## Stated goal 1
Quote the book review word for word from "Stolze’s work must" up to and including "further autonomous research.".

## Excerpted text
== == ==

Stolze, Radegundis. (2008). Übersetzungstheorien. Eine Einführung.
Tübingen: Narr Francke Attempto (5th Edition). 16.00 € ISBN: 978-3-8233-6431-3
Übersetzungstheorien. Eine Einführung is a clear and structured study which introduces many translation theories in their core statements. Translation theories are described according to their relevance to the text and showing cross-connections and contrasts among them.
Stolze’s work must be understood as an introductory manual addressed mainly to German students; not only because it is written in German, but also because it deals essentially with German authors. Due to its readability and its didactic approach, this book can be easily understood by undergraduate students looking for a solid introduction to the topic. Postgraduate students and scholars may also find it useful when looking for a basis for further research in the translation field.
In the foreword of her book, Stolze states that the aim of this book is to offer guidance totranslation and philology students, as well as practitioners, to help them understand what translation theory should really be. In fact, as the author herself also points out, this book does not intend to replace the study of the original sources, but seeks to stimulate further autonomous research.
This handbook was first published in 1994, but it has undergone many editions (1997, 2001, 2005, and 2008). This new edition has been revised and enlarged with four new chapters to show the reader some of the state-of-the-art research trends in the field of translation theories. The didactic approach has been revised, and new references have been updated and added to the bibliography.
With its 285 pages, including a summary, a bibliography, plus an index of authors and key concepts, this book can be considered quite an extensive collection of different theories applied to translation. The book comprises 18 chapters divided in five macro-chapters on the following topics: the language system (Der Blick auf die Sprachsysteme); the text (Der Blick auf die Texte); the discipline (Der Blick auf die Disziplin); the practice (Der Blick auf das Handeln), and the translator (Der Blick auf den Übersetzer). This way of organising contents explains why this book does not offer a chronological view of translation theories, but rather a summary of all them according to these five parameters.

== == ==

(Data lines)
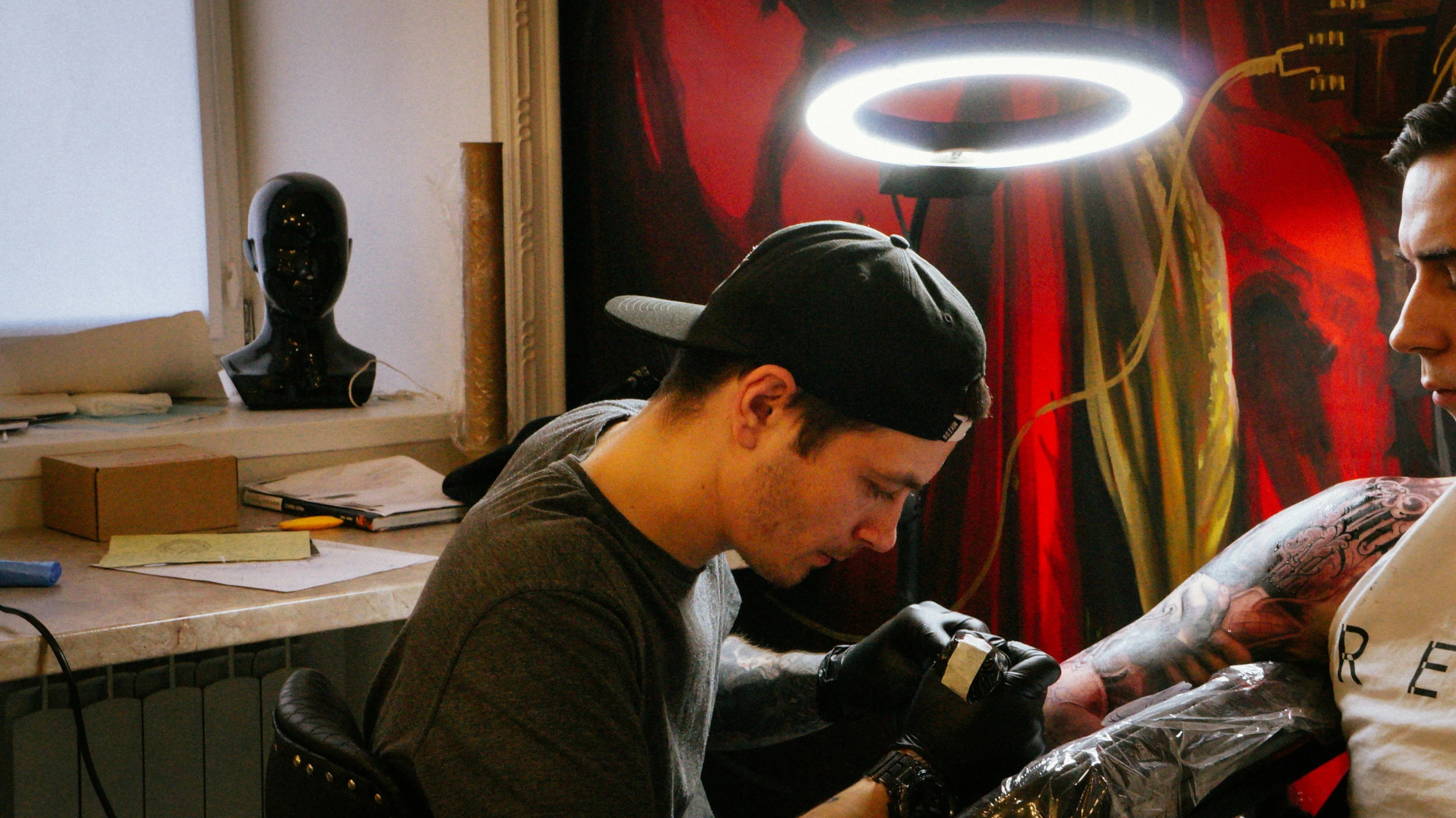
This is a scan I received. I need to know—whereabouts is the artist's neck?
[582,402,728,569]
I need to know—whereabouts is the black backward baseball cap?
[605,221,986,441]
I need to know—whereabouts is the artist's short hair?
[652,350,992,457]
[1385,88,1456,176]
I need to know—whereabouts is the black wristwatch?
[865,750,952,818]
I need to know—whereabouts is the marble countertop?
[0,506,456,681]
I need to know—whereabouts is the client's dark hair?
[1385,88,1456,176]
[654,350,992,457]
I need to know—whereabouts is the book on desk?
[243,455,469,532]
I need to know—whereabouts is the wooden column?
[460,143,507,457]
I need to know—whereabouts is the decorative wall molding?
[491,0,566,434]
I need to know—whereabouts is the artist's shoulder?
[439,495,634,595]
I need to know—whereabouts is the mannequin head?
[223,173,374,409]
[243,173,354,320]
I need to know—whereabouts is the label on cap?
[940,415,971,442]
[940,633,994,699]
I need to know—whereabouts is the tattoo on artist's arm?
[708,636,824,750]
[1047,477,1451,745]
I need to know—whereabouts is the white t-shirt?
[1329,480,1456,818]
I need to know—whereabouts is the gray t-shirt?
[366,400,740,818]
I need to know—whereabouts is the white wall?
[233,0,491,400]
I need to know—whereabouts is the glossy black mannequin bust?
[223,173,376,409]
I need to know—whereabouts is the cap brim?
[605,296,703,346]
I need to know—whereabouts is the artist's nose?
[1391,272,1451,358]
[854,501,904,553]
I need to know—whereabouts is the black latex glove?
[818,603,986,722]
[895,634,1061,807]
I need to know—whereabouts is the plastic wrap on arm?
[960,662,1339,818]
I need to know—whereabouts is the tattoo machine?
[940,630,1010,701]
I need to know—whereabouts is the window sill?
[0,397,454,480]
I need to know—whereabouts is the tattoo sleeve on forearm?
[708,636,826,750]
[1047,477,1451,744]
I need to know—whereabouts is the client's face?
[1391,151,1456,415]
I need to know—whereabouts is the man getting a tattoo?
[1047,90,1456,818]
[366,221,1059,818]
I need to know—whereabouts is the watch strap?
[865,750,952,818]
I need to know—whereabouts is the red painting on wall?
[561,0,1450,657]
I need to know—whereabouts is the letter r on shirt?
[1335,624,1370,686]
[1405,642,1456,699]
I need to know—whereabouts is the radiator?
[0,623,399,818]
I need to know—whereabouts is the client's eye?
[865,480,895,502]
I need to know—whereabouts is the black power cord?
[0,605,117,818]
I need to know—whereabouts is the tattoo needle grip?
[940,630,1010,701]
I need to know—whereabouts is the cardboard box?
[41,446,237,542]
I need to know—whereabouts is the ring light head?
[805,23,1183,167]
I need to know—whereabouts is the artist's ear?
[732,364,798,449]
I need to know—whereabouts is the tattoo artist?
[366,221,1060,818]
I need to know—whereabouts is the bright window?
[0,0,208,335]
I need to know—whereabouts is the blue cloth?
[0,559,61,588]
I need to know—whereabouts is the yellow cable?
[952,44,1319,610]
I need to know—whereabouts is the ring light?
[805,23,1183,167]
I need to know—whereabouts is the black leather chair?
[264,668,429,818]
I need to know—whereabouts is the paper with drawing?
[106,532,435,592]
[96,532,310,568]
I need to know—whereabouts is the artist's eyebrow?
[1395,247,1456,262]
[875,470,924,492]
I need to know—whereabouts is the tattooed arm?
[708,636,826,750]
[1046,477,1453,747]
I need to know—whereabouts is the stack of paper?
[243,455,467,532]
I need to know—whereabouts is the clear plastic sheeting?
[960,662,1339,818]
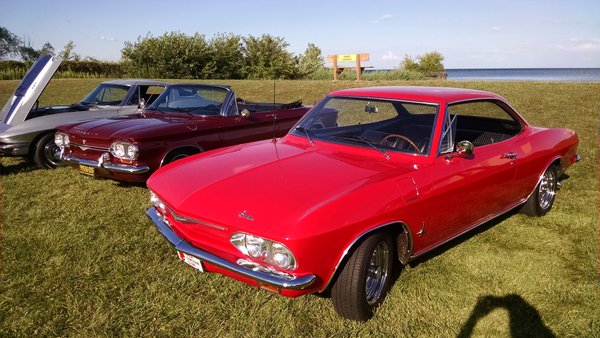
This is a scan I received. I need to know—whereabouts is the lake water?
[446,68,600,82]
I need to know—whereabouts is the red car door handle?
[500,153,517,160]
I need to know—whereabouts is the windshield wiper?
[169,107,197,116]
[296,126,315,146]
[334,136,390,160]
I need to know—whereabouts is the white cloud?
[371,14,394,24]
[100,35,118,41]
[381,50,402,60]
[557,38,600,52]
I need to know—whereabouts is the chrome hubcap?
[44,141,61,166]
[538,171,556,210]
[366,242,390,305]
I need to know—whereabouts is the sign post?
[327,53,369,81]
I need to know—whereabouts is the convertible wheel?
[163,150,192,165]
[331,234,394,321]
[521,166,558,216]
[33,133,63,169]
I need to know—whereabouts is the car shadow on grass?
[457,294,556,338]
[0,160,39,176]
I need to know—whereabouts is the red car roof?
[329,86,505,102]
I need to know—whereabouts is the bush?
[0,60,125,80]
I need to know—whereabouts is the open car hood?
[0,55,62,125]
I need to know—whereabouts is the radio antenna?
[273,75,277,142]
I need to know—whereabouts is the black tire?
[162,150,192,165]
[331,234,394,321]
[521,165,558,216]
[33,133,63,169]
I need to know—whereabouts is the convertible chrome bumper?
[62,155,150,174]
[0,143,29,156]
[146,207,316,290]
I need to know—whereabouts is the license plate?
[177,251,204,272]
[79,164,95,176]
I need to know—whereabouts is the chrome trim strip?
[69,142,110,151]
[146,207,316,290]
[62,155,150,175]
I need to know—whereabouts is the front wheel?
[521,166,558,216]
[33,133,63,169]
[331,234,394,321]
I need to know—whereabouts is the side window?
[440,100,522,149]
[98,87,128,105]
[128,86,165,105]
[225,96,239,116]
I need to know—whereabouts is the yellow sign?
[338,54,356,62]
[327,53,369,63]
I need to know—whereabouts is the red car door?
[428,141,516,248]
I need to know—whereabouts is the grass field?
[0,79,600,337]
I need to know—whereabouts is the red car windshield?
[293,97,438,155]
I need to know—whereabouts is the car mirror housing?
[456,140,475,158]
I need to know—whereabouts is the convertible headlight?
[110,141,140,160]
[54,131,70,147]
[150,191,167,216]
[230,232,296,270]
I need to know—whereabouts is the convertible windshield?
[292,97,438,156]
[148,85,231,115]
[81,84,129,106]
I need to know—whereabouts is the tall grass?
[0,80,600,337]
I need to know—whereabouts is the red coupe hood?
[68,115,196,141]
[147,137,412,235]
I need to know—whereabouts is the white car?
[0,55,167,168]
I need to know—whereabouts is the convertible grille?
[70,142,109,152]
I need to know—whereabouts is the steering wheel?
[379,134,421,154]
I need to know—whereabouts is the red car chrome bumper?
[146,207,316,290]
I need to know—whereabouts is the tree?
[242,34,299,79]
[0,26,21,58]
[58,40,81,61]
[419,51,445,76]
[400,51,445,77]
[298,43,325,77]
[210,34,244,79]
[121,32,216,79]
[40,42,54,55]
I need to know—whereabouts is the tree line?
[0,27,444,79]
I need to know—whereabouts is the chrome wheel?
[538,170,556,210]
[331,233,395,321]
[365,241,390,305]
[33,133,63,169]
[44,141,61,167]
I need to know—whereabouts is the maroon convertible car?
[55,84,308,182]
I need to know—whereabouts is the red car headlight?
[230,232,296,270]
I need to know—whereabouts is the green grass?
[0,79,600,337]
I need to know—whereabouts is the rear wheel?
[331,234,394,321]
[521,165,558,216]
[33,133,63,169]
[163,150,192,165]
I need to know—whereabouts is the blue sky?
[0,0,600,68]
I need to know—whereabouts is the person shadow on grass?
[457,294,556,338]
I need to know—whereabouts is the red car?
[54,84,309,182]
[147,87,579,321]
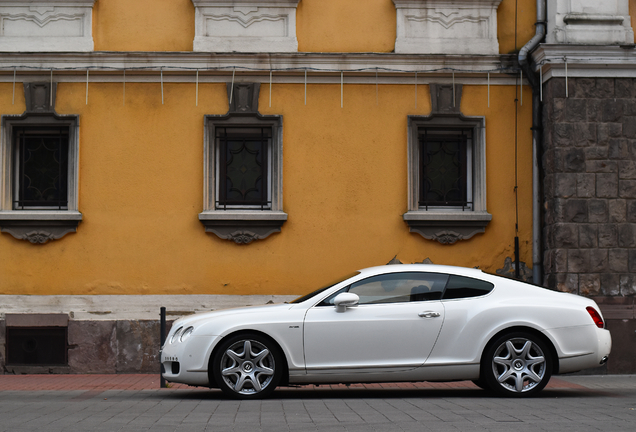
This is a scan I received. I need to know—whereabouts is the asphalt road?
[0,375,636,432]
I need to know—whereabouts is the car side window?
[442,275,495,300]
[318,272,448,306]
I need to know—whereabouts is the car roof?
[359,264,485,277]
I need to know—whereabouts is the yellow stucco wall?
[93,0,536,54]
[0,83,531,294]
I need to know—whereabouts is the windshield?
[290,272,360,303]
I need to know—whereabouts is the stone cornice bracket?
[404,212,492,245]
[227,83,261,114]
[429,84,462,114]
[192,0,300,52]
[24,82,57,114]
[199,212,287,245]
[0,211,82,244]
[546,0,634,45]
[393,0,502,54]
[0,0,95,52]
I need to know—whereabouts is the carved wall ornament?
[0,0,95,52]
[393,0,501,55]
[0,221,81,245]
[546,0,634,45]
[192,0,300,52]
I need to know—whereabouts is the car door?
[304,272,448,374]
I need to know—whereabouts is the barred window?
[13,126,69,210]
[216,127,272,210]
[418,128,472,209]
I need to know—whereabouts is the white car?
[161,264,612,398]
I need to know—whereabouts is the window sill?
[0,210,82,244]
[199,210,287,244]
[403,210,492,244]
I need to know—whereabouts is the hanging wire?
[565,59,569,97]
[86,69,88,105]
[230,68,236,105]
[519,69,523,106]
[539,65,543,102]
[453,72,455,106]
[488,72,490,108]
[415,72,417,109]
[305,69,307,105]
[375,68,379,105]
[340,71,344,108]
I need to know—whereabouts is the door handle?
[418,311,440,318]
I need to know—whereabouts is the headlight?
[170,327,183,343]
[179,327,194,342]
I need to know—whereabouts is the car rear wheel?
[481,332,552,397]
[212,334,283,399]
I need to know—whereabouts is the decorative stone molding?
[546,0,634,45]
[403,84,492,244]
[393,0,501,54]
[0,214,82,244]
[199,83,287,245]
[0,0,95,51]
[0,82,82,244]
[404,211,492,244]
[192,0,300,52]
[199,211,287,244]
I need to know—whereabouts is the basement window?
[7,327,68,366]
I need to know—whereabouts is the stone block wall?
[543,78,636,296]
[0,320,171,374]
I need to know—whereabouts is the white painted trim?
[532,44,636,82]
[0,294,300,321]
[0,0,95,52]
[0,51,517,75]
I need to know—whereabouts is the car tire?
[473,378,490,391]
[212,333,284,399]
[481,332,552,397]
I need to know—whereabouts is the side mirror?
[333,293,360,312]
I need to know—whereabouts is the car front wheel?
[481,333,552,397]
[212,334,283,399]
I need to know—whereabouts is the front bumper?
[161,336,219,386]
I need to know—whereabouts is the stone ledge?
[0,211,82,244]
[403,211,492,244]
[199,210,287,244]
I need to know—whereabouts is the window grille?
[216,127,272,210]
[418,128,473,210]
[13,127,69,210]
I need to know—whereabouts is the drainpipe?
[519,0,546,285]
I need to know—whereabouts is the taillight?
[585,306,605,328]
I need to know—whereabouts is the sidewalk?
[0,374,592,391]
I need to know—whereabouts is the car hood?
[166,303,294,329]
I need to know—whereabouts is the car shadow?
[157,387,612,400]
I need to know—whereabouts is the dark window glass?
[419,128,472,207]
[443,276,495,300]
[216,128,272,209]
[7,327,68,365]
[13,127,69,210]
[318,272,448,306]
[290,272,359,303]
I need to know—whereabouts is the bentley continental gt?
[161,264,611,399]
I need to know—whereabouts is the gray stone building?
[530,0,636,373]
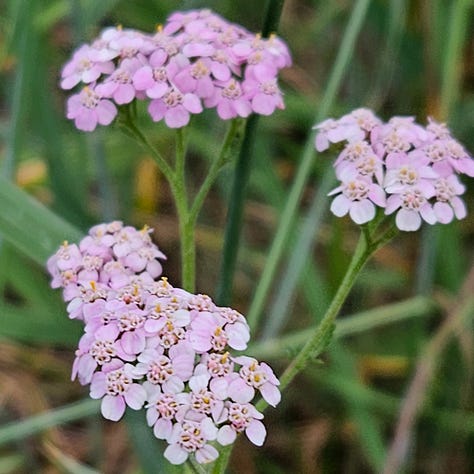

== == ==

## Stated goal 2
Please print, unchanged, the rows from the line with "I need to know—whereabouts is the ring light?" up to and including the line with "[875,470,924,492]".

## Exercise output 1
Stolze’s work must be understood as an introductory manual addressed mainly to German students; not only because it is written in German, but also because it deals essentially with German authors. Due to its readability and its didactic approach, this book can be easily understood by undergraduate students looking for a solid introduction to the topic. Postgraduate students and scholars may also find it useful when looking for a basis for further research in the translation field.
In the foreword of her book, Stolze states that the aim of this book is to offer guidance totranslation and philology students, as well as practitioners, to help them understand what translation theory should really be. In fact, as the author herself also points out, this book does not intend to replace the study of the original sources, but seeks to stimulate further autonomous research.

## Exercise output 2
I need to know—whereabouts is the ring light?
[805,23,1183,167]
I need to know—whereabouts is the black leather chair?
[264,668,429,818]
I need to know—whereabouts is the paper with drawing?
[106,532,435,592]
[96,532,310,568]
I need to know—whereabouts is the artist's eyebrow?
[1395,247,1456,262]
[875,470,924,492]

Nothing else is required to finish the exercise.